* [Task requirements]: Collect every line of the records below that contains the word "outline", and copy each one out in full.

(Records)
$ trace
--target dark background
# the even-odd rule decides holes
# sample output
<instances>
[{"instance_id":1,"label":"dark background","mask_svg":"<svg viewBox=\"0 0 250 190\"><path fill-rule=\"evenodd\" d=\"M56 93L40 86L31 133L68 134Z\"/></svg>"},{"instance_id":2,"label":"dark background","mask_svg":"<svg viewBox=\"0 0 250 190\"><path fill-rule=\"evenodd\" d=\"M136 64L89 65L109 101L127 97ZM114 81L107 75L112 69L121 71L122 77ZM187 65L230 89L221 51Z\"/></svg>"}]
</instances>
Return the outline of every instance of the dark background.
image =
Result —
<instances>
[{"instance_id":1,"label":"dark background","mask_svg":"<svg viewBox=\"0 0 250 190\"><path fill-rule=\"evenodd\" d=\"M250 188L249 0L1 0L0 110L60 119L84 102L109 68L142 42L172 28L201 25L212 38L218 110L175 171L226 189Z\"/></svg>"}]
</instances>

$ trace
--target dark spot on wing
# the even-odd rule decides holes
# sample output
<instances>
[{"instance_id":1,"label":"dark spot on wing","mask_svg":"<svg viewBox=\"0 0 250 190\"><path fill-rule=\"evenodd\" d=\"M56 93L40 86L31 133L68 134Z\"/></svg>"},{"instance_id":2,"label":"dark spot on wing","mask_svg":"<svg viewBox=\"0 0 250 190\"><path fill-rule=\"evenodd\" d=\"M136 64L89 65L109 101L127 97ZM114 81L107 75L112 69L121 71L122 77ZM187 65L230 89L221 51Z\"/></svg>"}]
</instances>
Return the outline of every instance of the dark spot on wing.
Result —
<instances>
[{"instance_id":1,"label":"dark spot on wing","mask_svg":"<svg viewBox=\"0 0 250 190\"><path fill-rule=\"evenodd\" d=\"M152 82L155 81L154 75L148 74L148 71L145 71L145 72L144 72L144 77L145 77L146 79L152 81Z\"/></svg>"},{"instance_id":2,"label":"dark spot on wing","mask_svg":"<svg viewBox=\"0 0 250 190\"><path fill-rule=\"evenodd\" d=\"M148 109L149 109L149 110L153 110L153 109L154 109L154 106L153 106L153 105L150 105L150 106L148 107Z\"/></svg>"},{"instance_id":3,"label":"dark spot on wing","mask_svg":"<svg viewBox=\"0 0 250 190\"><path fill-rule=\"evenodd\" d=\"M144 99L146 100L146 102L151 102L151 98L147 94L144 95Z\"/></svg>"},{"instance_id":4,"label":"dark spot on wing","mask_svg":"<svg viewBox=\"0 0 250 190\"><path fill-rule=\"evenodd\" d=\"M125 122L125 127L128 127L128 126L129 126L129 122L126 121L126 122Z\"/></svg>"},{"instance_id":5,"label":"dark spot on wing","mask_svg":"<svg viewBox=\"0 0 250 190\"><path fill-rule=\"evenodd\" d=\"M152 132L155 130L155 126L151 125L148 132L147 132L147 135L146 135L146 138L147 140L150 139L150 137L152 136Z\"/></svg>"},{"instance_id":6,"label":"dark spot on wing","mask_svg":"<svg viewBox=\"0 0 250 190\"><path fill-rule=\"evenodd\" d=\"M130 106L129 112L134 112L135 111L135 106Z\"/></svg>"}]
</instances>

* [Answer]:
Return the outline of every instance of the dark background.
Return the outline of every instance of the dark spot on wing.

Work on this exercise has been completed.